[Bounding box annotation entries]
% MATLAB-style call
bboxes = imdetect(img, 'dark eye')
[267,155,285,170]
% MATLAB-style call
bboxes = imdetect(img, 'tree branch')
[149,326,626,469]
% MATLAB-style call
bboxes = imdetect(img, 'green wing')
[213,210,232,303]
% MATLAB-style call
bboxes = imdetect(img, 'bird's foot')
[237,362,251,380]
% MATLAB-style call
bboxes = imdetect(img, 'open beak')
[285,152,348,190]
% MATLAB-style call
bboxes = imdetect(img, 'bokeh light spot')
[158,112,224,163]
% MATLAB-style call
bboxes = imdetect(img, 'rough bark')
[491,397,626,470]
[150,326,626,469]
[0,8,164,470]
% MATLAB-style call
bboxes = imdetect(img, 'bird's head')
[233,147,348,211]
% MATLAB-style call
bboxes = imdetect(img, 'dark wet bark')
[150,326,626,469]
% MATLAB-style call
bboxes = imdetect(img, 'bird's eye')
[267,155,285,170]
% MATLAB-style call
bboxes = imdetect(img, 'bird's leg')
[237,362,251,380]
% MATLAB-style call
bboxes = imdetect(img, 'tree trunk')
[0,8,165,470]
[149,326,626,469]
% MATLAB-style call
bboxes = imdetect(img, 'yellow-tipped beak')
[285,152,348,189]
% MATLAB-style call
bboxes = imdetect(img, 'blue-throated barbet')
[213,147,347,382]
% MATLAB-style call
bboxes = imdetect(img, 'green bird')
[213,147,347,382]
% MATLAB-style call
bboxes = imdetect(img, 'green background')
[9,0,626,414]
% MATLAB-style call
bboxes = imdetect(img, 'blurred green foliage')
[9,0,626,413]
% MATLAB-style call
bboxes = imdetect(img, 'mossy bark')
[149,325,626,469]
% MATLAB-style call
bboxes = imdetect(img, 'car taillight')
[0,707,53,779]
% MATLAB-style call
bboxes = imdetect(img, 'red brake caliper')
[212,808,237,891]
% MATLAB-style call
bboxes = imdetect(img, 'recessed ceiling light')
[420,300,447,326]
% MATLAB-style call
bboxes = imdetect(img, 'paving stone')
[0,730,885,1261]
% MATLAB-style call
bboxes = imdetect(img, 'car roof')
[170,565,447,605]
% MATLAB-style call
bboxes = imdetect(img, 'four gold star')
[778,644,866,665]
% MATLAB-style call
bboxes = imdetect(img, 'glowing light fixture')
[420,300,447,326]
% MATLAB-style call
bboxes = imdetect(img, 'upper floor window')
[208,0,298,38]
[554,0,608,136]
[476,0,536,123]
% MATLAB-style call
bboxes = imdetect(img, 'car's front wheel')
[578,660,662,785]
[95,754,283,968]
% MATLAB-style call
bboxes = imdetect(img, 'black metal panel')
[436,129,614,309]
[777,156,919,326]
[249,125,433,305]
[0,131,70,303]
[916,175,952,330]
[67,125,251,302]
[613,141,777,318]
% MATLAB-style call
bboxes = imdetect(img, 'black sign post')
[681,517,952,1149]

* WHAT YOU WILL DO *
Lay out the items from the start up to and including the line with "[285,152,348,189]" as a two-column CSV with columns call and boxes. Give one row per item, with its text and its answer each in a single quoted field and line breaks replaced by spaces.

* TASK ANSWER *
call,boxes
"% MATLAB-style call bboxes = imdetect(img, 'dark eye')","[267,155,285,170]"
"% MATLAB-style call bboxes = imdetect(img, 'tree branch')","[149,326,626,469]"
"% MATLAB-style call bboxes = imdetect(img, 'green wing')","[213,210,232,303]"
"% MATLAB-style call bboxes = imdetect(img, 'bird's foot')","[237,362,251,380]"
"% MATLAB-style call bboxes = imdetect(img, 'open beak')","[285,152,348,190]"
"% MATLAB-style call bboxes = imdetect(img, 'bokeh light spot')","[158,112,224,163]"
"% MATLAB-style call bboxes = imdetect(img, 'rough bark')","[491,397,626,470] [150,326,626,469] [0,8,164,470]"
"% MATLAB-style call bboxes = imdetect(img, 'bird's head')","[233,147,348,211]"
"% MATLAB-style call bboxes = imdetect(img, 'dark wet bark')","[150,326,626,469]"
"% MATLAB-style call bboxes = imdetect(img, 'bird's eye')","[267,155,285,170]"
"% MATLAB-style call bboxes = imdetect(img, 'bird's leg')","[237,362,251,380]"
"% MATLAB-style call bboxes = imdetect(img, 'tree trunk')","[0,8,165,470] [149,326,626,469]"
"% MATLAB-style call bboxes = imdetect(img, 'yellow-tipped beak')","[285,152,348,189]"